(Stored data entries)
Start of Block
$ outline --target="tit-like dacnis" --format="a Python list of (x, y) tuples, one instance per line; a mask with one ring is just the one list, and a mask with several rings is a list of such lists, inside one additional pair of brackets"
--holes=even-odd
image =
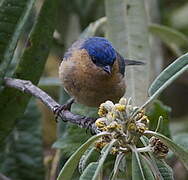
[(72, 44), (59, 67), (59, 77), (76, 102), (97, 107), (106, 100), (114, 103), (124, 95), (125, 67), (140, 61), (124, 59), (102, 37), (81, 39)]

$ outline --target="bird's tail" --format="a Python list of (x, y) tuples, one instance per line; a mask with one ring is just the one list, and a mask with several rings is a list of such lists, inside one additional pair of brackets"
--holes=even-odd
[(130, 60), (130, 59), (125, 59), (125, 65), (126, 66), (131, 66), (131, 65), (144, 65), (146, 64), (145, 62), (142, 61), (135, 61), (135, 60)]

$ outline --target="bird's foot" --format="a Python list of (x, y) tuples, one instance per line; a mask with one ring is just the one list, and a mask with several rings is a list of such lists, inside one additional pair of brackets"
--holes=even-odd
[(74, 103), (74, 99), (71, 98), (69, 99), (65, 104), (60, 105), (60, 106), (56, 106), (54, 108), (54, 114), (55, 114), (55, 121), (58, 122), (58, 117), (60, 117), (61, 119), (63, 119), (61, 112), (62, 111), (70, 111), (71, 110), (71, 106)]

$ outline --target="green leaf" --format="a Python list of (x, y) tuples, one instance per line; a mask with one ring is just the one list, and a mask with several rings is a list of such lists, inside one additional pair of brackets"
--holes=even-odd
[(80, 180), (89, 180), (92, 179), (97, 167), (98, 167), (98, 162), (92, 162), (90, 163), (87, 168), (84, 170), (82, 175), (80, 176)]
[(11, 179), (44, 179), (42, 143), (41, 116), (32, 99), (6, 139), (6, 148), (0, 153), (0, 172)]
[[(186, 125), (184, 121), (183, 121), (183, 124), (184, 124), (184, 126)], [(176, 126), (177, 126), (177, 124), (176, 124)], [(176, 144), (178, 144), (188, 150), (188, 133), (187, 132), (180, 131), (180, 132), (176, 133), (175, 135), (173, 135), (172, 139)], [(174, 154), (172, 152), (169, 152), (168, 158), (171, 159), (173, 157), (174, 157)]]
[(70, 180), (83, 153), (89, 148), (89, 146), (99, 139), (100, 137), (107, 135), (108, 133), (100, 133), (91, 137), (85, 142), (78, 150), (68, 159), (63, 168), (61, 169), (57, 180)]
[(150, 167), (140, 153), (132, 152), (132, 179), (133, 180), (155, 180)]
[(88, 38), (95, 36), (97, 30), (106, 23), (106, 17), (102, 17), (92, 23), (82, 32), (79, 38)]
[(155, 180), (155, 178), (152, 174), (152, 170), (151, 170), (150, 166), (148, 165), (147, 161), (142, 156), (140, 156), (140, 160), (141, 160), (141, 164), (142, 164), (144, 175), (145, 175), (146, 179), (147, 180)]
[(112, 176), (111, 180), (116, 180), (117, 175), (118, 175), (118, 171), (119, 171), (119, 166), (121, 164), (123, 157), (124, 157), (123, 153), (120, 153), (120, 154), (117, 155), (116, 161), (114, 163), (113, 176)]
[[(62, 150), (64, 155), (71, 156), (84, 142), (86, 142), (91, 135), (85, 133), (85, 129), (78, 126), (68, 124), (63, 135), (53, 144), (54, 148)], [(79, 136), (78, 136), (79, 134)]]
[(105, 0), (107, 17), (106, 37), (115, 49), (125, 56), (127, 52), (126, 3), (125, 0)]
[[(143, 0), (106, 0), (107, 38), (129, 59), (145, 60), (147, 65), (126, 69), (126, 96), (137, 105), (145, 102), (149, 85), (149, 33)], [(139, 22), (139, 23), (138, 23)], [(139, 83), (138, 83), (139, 82)]]
[(155, 131), (158, 124), (158, 119), (160, 116), (162, 116), (163, 120), (160, 123), (158, 132), (170, 138), (171, 137), (170, 129), (169, 129), (170, 112), (171, 112), (170, 107), (165, 106), (161, 101), (156, 100), (152, 106), (152, 109), (147, 114), (150, 120), (149, 129)]
[(185, 1), (180, 6), (173, 9), (172, 14), (170, 14), (170, 22), (173, 27), (177, 29), (186, 29), (188, 26), (188, 3)]
[(159, 95), (162, 90), (164, 90), (186, 70), (188, 70), (188, 53), (176, 59), (159, 74), (148, 90), (149, 96)]
[(174, 82), (186, 70), (188, 70), (188, 53), (176, 59), (153, 81), (148, 90), (150, 97), (141, 108), (150, 104), (167, 86)]
[[(56, 1), (44, 1), (35, 27), (29, 36), (30, 46), (25, 49), (14, 72), (15, 78), (38, 83), (52, 44), (57, 5)], [(18, 118), (24, 113), (29, 99), (30, 96), (13, 88), (5, 87), (2, 90), (0, 93), (0, 142), (14, 128)]]
[(79, 163), (79, 172), (83, 172), (86, 168), (88, 160), (90, 159), (91, 155), (95, 152), (95, 148), (92, 147), (91, 149), (88, 148), (87, 151), (82, 155)]
[(140, 162), (140, 157), (138, 152), (132, 152), (132, 179), (133, 180), (146, 180), (144, 176), (144, 172), (142, 169), (142, 165)]
[(155, 162), (163, 180), (174, 180), (172, 168), (164, 160), (155, 158)]
[(62, 86), (59, 78), (48, 77), (48, 78), (41, 78), (39, 82), (40, 88), (49, 87), (49, 86)]
[(92, 178), (92, 180), (98, 180), (99, 173), (103, 167), (104, 161), (107, 158), (108, 154), (110, 153), (110, 150), (112, 149), (113, 145), (117, 142), (117, 140), (113, 139), (109, 144), (107, 144), (102, 152), (101, 152), (101, 158), (99, 160), (99, 164), (97, 166), (97, 169), (95, 171), (95, 174)]
[(159, 138), (166, 146), (168, 146), (174, 152), (175, 155), (177, 155), (180, 161), (184, 164), (185, 168), (188, 170), (188, 149), (184, 149), (183, 147), (177, 145), (171, 139), (160, 133), (153, 131), (145, 131), (145, 134)]
[(188, 133), (178, 133), (173, 136), (173, 140), (175, 143), (188, 150)]
[[(150, 45), (148, 32), (148, 18), (144, 0), (127, 0), (126, 28), (127, 28), (127, 56), (128, 59), (137, 59), (146, 62), (144, 66), (129, 67), (127, 74), (126, 96), (131, 97), (138, 106), (147, 98), (147, 89), (150, 82)], [(125, 18), (125, 17), (124, 17)], [(129, 77), (130, 75), (130, 77)]]
[[(146, 136), (142, 136), (140, 137), (141, 142), (143, 143), (144, 146), (148, 146), (149, 145), (149, 139)], [(148, 163), (148, 165), (150, 166), (153, 175), (155, 176), (155, 179), (160, 179), (163, 180), (163, 177), (157, 167), (156, 161), (155, 161), (155, 157), (153, 155), (153, 153), (148, 152), (148, 157), (147, 156), (142, 156), (145, 161)]]
[(181, 55), (180, 47), (187, 46), (188, 44), (188, 38), (183, 33), (170, 27), (151, 24), (149, 30), (152, 34), (158, 36), (177, 55)]
[(0, 85), (35, 0), (4, 0), (0, 4)]
[(72, 105), (71, 110), (75, 114), (80, 114), (83, 116), (94, 117), (94, 118), (98, 117), (98, 113), (97, 113), (98, 108), (96, 108), (96, 107), (89, 107), (89, 106), (85, 106), (83, 104), (74, 103)]

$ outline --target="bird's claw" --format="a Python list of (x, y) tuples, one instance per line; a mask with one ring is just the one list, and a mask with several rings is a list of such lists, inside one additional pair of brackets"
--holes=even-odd
[(65, 104), (54, 107), (54, 114), (55, 114), (56, 122), (58, 122), (58, 117), (60, 117), (63, 121), (65, 121), (63, 119), (61, 112), (66, 111), (66, 110), (70, 111), (73, 103), (74, 103), (74, 99), (71, 98)]

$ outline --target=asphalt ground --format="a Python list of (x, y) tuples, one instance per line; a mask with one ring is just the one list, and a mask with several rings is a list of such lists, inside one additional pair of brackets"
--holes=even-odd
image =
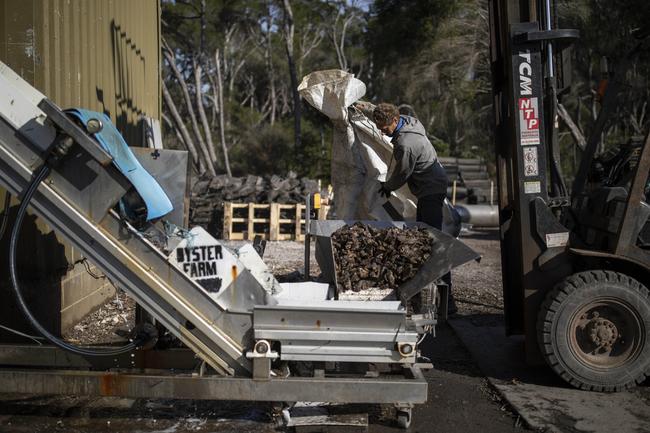
[[(413, 410), (409, 432), (527, 430), (449, 325), (439, 326), (437, 336), (422, 343), (422, 352), (435, 368), (425, 373), (429, 399)], [(354, 405), (348, 410), (368, 413), (371, 433), (403, 431), (396, 426), (390, 406)], [(266, 403), (0, 394), (0, 432), (53, 431), (263, 433), (286, 429), (275, 427)]]
[(502, 320), (486, 319), (466, 315), (450, 324), (491, 388), (528, 426), (549, 433), (650, 431), (650, 380), (616, 393), (575, 389), (548, 366), (527, 364), (523, 337), (507, 337)]

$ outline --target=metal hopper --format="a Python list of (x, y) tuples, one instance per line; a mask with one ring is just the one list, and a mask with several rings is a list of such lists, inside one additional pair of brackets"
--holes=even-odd
[(415, 276), (396, 287), (398, 297), (406, 302), (425, 287), (435, 283), (447, 272), (471, 260), (480, 260), (481, 256), (458, 239), (434, 229), (421, 222), (404, 221), (357, 221), (357, 220), (325, 220), (311, 221), (309, 234), (316, 238), (316, 261), (322, 272), (324, 282), (337, 286), (336, 266), (332, 250), (332, 234), (346, 225), (363, 222), (376, 228), (411, 228), (422, 227), (429, 231), (432, 237), (433, 250)]

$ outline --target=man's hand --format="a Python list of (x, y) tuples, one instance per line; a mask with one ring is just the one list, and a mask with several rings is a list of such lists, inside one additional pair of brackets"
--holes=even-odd
[(352, 104), (357, 110), (367, 110), (370, 108), (370, 102), (357, 101)]
[(390, 197), (391, 191), (386, 187), (386, 183), (380, 182), (379, 184), (381, 185), (379, 187), (379, 194), (383, 195), (386, 198)]
[(375, 106), (367, 101), (357, 101), (352, 104), (355, 110), (363, 113), (364, 116), (372, 120), (372, 111), (375, 109)]

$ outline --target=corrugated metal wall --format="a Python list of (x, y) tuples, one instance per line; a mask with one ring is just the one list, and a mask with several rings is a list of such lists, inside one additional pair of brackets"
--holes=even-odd
[(158, 0), (0, 0), (0, 59), (61, 107), (104, 111), (132, 146), (160, 119)]
[[(141, 146), (140, 115), (160, 119), (159, 23), (158, 0), (0, 0), (0, 60), (63, 108), (106, 112), (130, 145)], [(0, 218), (3, 199), (0, 189)], [(14, 199), (10, 215), (16, 209)], [(8, 235), (0, 239), (0, 294), (7, 300), (0, 316), (32, 333), (8, 296)], [(27, 218), (19, 272), (31, 308), (55, 334), (114, 294), (81, 259), (42, 220)], [(23, 339), (0, 330), (0, 341)]]

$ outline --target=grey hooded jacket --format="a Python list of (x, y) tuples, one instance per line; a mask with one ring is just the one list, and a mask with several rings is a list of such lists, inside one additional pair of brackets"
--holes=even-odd
[(447, 192), (447, 173), (438, 160), (424, 126), (414, 117), (401, 116), (404, 125), (397, 131), (393, 143), (395, 168), (386, 181), (386, 188), (394, 191), (408, 182), (417, 198)]

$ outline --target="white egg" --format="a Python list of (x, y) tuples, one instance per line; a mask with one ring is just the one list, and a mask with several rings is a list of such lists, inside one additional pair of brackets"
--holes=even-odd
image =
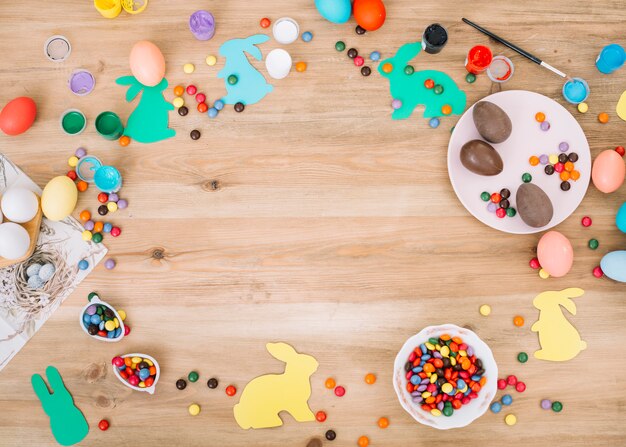
[(32, 220), (39, 210), (39, 200), (34, 192), (26, 188), (11, 188), (2, 195), (2, 212), (4, 216), (17, 223)]
[(0, 256), (18, 259), (26, 254), (30, 245), (28, 231), (13, 222), (0, 224)]

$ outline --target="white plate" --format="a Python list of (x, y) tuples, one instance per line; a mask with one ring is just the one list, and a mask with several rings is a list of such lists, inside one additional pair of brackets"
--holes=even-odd
[[(463, 405), (459, 410), (455, 410), (454, 414), (450, 417), (444, 415), (433, 416), (422, 410), (419, 404), (414, 404), (411, 400), (411, 395), (406, 390), (407, 379), (406, 372), (404, 371), (404, 365), (409, 355), (417, 346), (428, 341), (430, 337), (439, 337), (442, 334), (448, 334), (451, 337), (461, 337), (464, 343), (471, 346), (474, 349), (476, 357), (483, 362), (483, 368), (485, 370), (484, 377), (487, 378), (487, 382), (478, 393), (478, 397), (472, 399), (467, 405)], [(489, 349), (489, 346), (474, 332), (455, 326), (454, 324), (428, 326), (422, 329), (418, 334), (415, 334), (404, 343), (393, 365), (393, 387), (396, 390), (402, 408), (420, 424), (430, 425), (431, 427), (441, 430), (465, 427), (474, 419), (482, 416), (485, 411), (487, 411), (489, 404), (496, 395), (497, 382), (498, 365), (493, 358), (493, 353), (491, 349)]]
[[(511, 136), (503, 143), (492, 144), (504, 162), (504, 169), (498, 175), (483, 176), (474, 174), (461, 164), (461, 147), (470, 140), (481, 139), (472, 118), (474, 106), (465, 111), (454, 128), (448, 145), (448, 174), (454, 192), (472, 215), (485, 225), (505, 233), (531, 234), (548, 230), (567, 219), (582, 201), (591, 177), (591, 154), (589, 143), (576, 119), (559, 103), (538, 93), (512, 90), (495, 93), (481, 101), (490, 101), (502, 108), (513, 123)], [(543, 112), (550, 130), (544, 132), (535, 121), (535, 114)], [(576, 152), (576, 170), (580, 178), (570, 180), (569, 191), (561, 190), (558, 173), (546, 175), (544, 165), (531, 166), (528, 159), (532, 155), (560, 154), (559, 143), (569, 144), (567, 153)], [(487, 202), (480, 199), (480, 193), (500, 192), (502, 188), (511, 191), (511, 206), (517, 210), (515, 194), (522, 184), (522, 174), (532, 175), (532, 183), (539, 186), (550, 197), (554, 215), (544, 227), (528, 226), (519, 216), (499, 218), (487, 211)]]

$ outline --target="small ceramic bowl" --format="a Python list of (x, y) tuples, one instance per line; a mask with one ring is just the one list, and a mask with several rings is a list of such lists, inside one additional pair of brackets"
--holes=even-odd
[[(120, 329), (122, 330), (120, 335), (118, 337), (115, 338), (108, 338), (108, 337), (101, 337), (100, 335), (91, 335), (89, 333), (89, 331), (87, 330), (87, 328), (85, 327), (85, 322), (83, 321), (83, 315), (85, 315), (85, 313), (87, 312), (87, 309), (89, 309), (91, 306), (96, 306), (96, 305), (101, 305), (101, 306), (105, 306), (108, 307), (109, 309), (111, 309), (111, 311), (113, 311), (113, 315), (115, 318), (117, 318), (117, 321), (120, 324)], [(83, 329), (83, 331), (85, 332), (85, 334), (89, 335), (91, 338), (94, 338), (96, 340), (100, 340), (100, 341), (106, 341), (106, 342), (118, 342), (120, 341), (122, 338), (124, 338), (124, 322), (122, 321), (122, 317), (120, 317), (120, 314), (117, 313), (117, 310), (115, 310), (115, 308), (113, 306), (111, 306), (109, 303), (106, 303), (104, 301), (102, 301), (100, 298), (98, 297), (93, 297), (91, 299), (91, 301), (89, 303), (87, 303), (82, 310), (80, 311), (80, 315), (78, 316), (78, 322), (80, 324), (80, 327)]]
[[(487, 382), (478, 393), (478, 397), (472, 399), (467, 405), (463, 405), (463, 407), (456, 410), (450, 417), (444, 415), (433, 416), (422, 410), (419, 404), (413, 403), (411, 394), (406, 389), (407, 379), (404, 371), (404, 365), (409, 355), (417, 346), (428, 341), (431, 337), (439, 337), (442, 334), (448, 334), (451, 337), (461, 337), (465, 343), (471, 346), (474, 349), (476, 357), (481, 359), (485, 370), (483, 376), (487, 378)], [(474, 419), (482, 416), (485, 411), (487, 411), (489, 404), (496, 395), (497, 381), (498, 365), (496, 365), (496, 361), (493, 358), (493, 353), (491, 349), (489, 349), (489, 346), (474, 332), (453, 324), (429, 326), (422, 329), (422, 331), (412, 336), (404, 343), (394, 363), (393, 387), (396, 390), (402, 408), (420, 424), (429, 425), (440, 430), (465, 427), (474, 421)]]
[(148, 354), (142, 354), (139, 352), (134, 352), (132, 354), (123, 354), (120, 355), (119, 357), (125, 359), (127, 357), (141, 357), (144, 359), (148, 359), (152, 362), (152, 364), (154, 365), (154, 367), (156, 368), (156, 375), (154, 376), (154, 382), (152, 383), (151, 386), (146, 387), (146, 388), (141, 388), (138, 386), (133, 386), (130, 383), (128, 383), (126, 380), (124, 380), (124, 378), (120, 375), (119, 370), (117, 369), (117, 366), (112, 365), (113, 366), (113, 373), (115, 374), (115, 377), (117, 377), (117, 379), (122, 382), (124, 385), (126, 385), (128, 388), (130, 388), (131, 390), (135, 390), (135, 391), (142, 391), (144, 393), (148, 393), (148, 394), (154, 394), (154, 391), (156, 390), (156, 385), (157, 382), (159, 381), (159, 377), (161, 376), (161, 367), (159, 366), (159, 363), (154, 359), (154, 357), (149, 356)]

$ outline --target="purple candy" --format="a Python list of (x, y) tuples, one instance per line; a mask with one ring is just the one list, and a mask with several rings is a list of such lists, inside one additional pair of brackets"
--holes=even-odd
[(547, 122), (547, 121), (544, 121), (543, 123), (541, 123), (541, 130), (543, 130), (543, 131), (550, 130), (550, 123)]
[(85, 230), (91, 231), (93, 230), (93, 227), (94, 227), (93, 220), (88, 220), (87, 222), (85, 222)]
[(393, 101), (391, 101), (391, 108), (393, 110), (398, 110), (400, 107), (402, 107), (402, 101), (400, 101), (399, 99), (394, 99)]
[(189, 29), (198, 40), (209, 40), (215, 34), (215, 18), (209, 11), (199, 10), (189, 17)]
[(562, 141), (559, 143), (559, 150), (561, 152), (567, 152), (568, 149), (569, 149), (569, 144), (567, 144), (565, 141)]
[(74, 152), (74, 155), (76, 155), (78, 158), (83, 158), (85, 155), (87, 155), (87, 151), (82, 147), (79, 147), (78, 149), (76, 149), (76, 152)]
[(113, 270), (115, 268), (115, 261), (111, 258), (104, 261), (104, 268), (107, 270)]
[(413, 397), (415, 397), (415, 396), (421, 396), (421, 395), (422, 395), (422, 393), (420, 393), (419, 391), (413, 391), (413, 392), (411, 393), (411, 396), (413, 396)]
[(426, 391), (426, 385), (420, 385), (417, 387), (417, 391)]
[(119, 199), (117, 201), (117, 207), (121, 210), (123, 210), (124, 208), (126, 208), (128, 206), (128, 201), (126, 199)]
[(422, 379), (422, 381), (420, 382), (420, 384), (424, 385), (430, 383), (430, 379), (428, 377), (426, 377), (425, 379)]
[(544, 410), (549, 410), (550, 408), (552, 408), (552, 402), (550, 402), (549, 399), (542, 399), (541, 408), (543, 408)]
[(443, 411), (443, 402), (439, 402), (439, 403), (437, 404), (437, 410), (439, 410), (439, 411)]
[(468, 346), (465, 352), (467, 352), (468, 357), (471, 357), (474, 355), (474, 348), (472, 348), (471, 346)]
[(435, 357), (436, 359), (443, 358), (443, 357), (441, 357), (441, 354), (439, 354), (439, 351), (433, 352), (433, 357)]
[[(109, 202), (117, 202), (118, 200), (120, 200), (120, 198), (119, 198), (119, 196), (117, 194), (115, 194), (114, 192), (109, 194)], [(119, 207), (119, 205), (118, 205), (118, 207)]]
[(497, 209), (498, 205), (493, 202), (489, 202), (489, 204), (487, 205), (487, 211), (489, 211), (490, 213), (495, 213)]
[(539, 163), (541, 163), (542, 165), (547, 165), (549, 160), (550, 159), (548, 158), (546, 154), (541, 154), (539, 156)]
[(87, 315), (94, 315), (96, 313), (96, 306), (95, 305), (91, 305), (87, 308), (87, 310), (85, 311), (85, 313)]
[(423, 400), (424, 400), (424, 398), (422, 396), (417, 396), (417, 397), (413, 398), (413, 403), (421, 404)]

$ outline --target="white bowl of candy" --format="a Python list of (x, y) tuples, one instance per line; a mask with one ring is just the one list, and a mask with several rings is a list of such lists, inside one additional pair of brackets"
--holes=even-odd
[(113, 357), (113, 372), (124, 385), (135, 391), (154, 394), (161, 368), (154, 357), (138, 352)]
[(482, 416), (497, 381), (489, 346), (453, 324), (429, 326), (412, 336), (394, 363), (393, 387), (402, 408), (417, 422), (441, 430), (465, 427)]
[(126, 335), (122, 315), (97, 295), (83, 307), (79, 321), (85, 334), (96, 340), (117, 342)]

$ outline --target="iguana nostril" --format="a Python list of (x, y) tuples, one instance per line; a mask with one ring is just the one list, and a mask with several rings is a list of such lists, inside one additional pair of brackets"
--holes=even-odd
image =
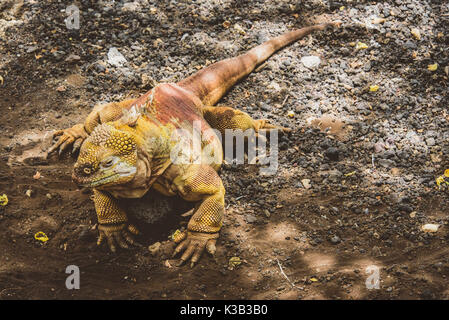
End of Block
WHAT TO WORK ON:
What is needed is the number of lines in the data that contain "metal", given with nothing else.

YOUR SOLUTION:
2